DOCUMENT EXCERPT
Observation data
- Right ascension: 18h 06m 57s
- Declination: −20:00:40
- Distance: 22,170 ly (6800 pc)

Physical characteristics
- Radius: 1.43 ly
- Tidal radius: 189 ly
- Estimated age: 12 gyr
- Notable features: Has extreme proper motion

= VVV CL160 =

Globular cluster

VVV CL160 is a nearby globular cluster located with in the galactic plane of the Milky Way galaxy. It is located 29 parsecs above the galactic plane and 4.2 kiloparsecs from the galactic center of the Milky Way. Its distance from the Sun is around 6800 parsecs and it is around 12 billion years old. The mass of VVV CL160 is around 5x10^4 solar masses. The cluster has a core radius of 1.43 light years but has a tidal radius of 189 light years. VVV CL160 has a significant population of RR Lyrae variable stars.

SOURCE DATA
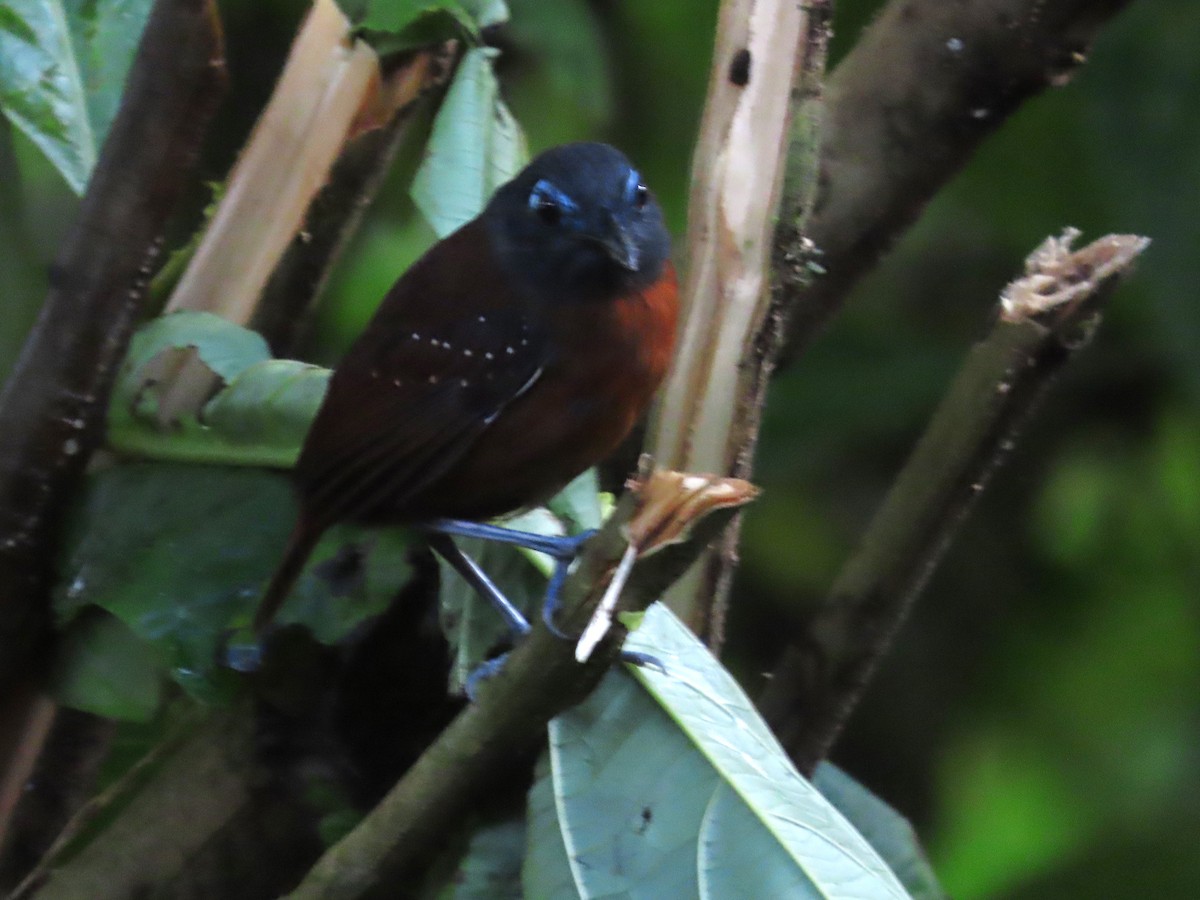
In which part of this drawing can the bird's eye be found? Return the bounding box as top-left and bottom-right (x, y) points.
(529, 179), (578, 226)
(534, 197), (563, 226)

SET TASKS
1 – In the text on VVV CL160, how far is the cluster from the galactic center of the Milky Way?
2 – Extend the text on VVV CL160 with a further paragraph that picks up after its final sentence.
The material plays no part in what follows.

OUTPUTS
1 – About 4.2 kiloparsecs.

2 –
This globular cluster has an unusually high proper motion when compared to other globular clusters in the galactic plane. Its proper motion is similar to another known globular cluster in the constellation of Sagittarius known as NGC 6544 and the Hrid halo stream. This suggests that VVV CL160 and NGC 6544 may be associated with the Hrid halo stream making the total length of the stream much longer, giving it the potential to be a dwarf galaxy being accreted by the Milky Way galaxy.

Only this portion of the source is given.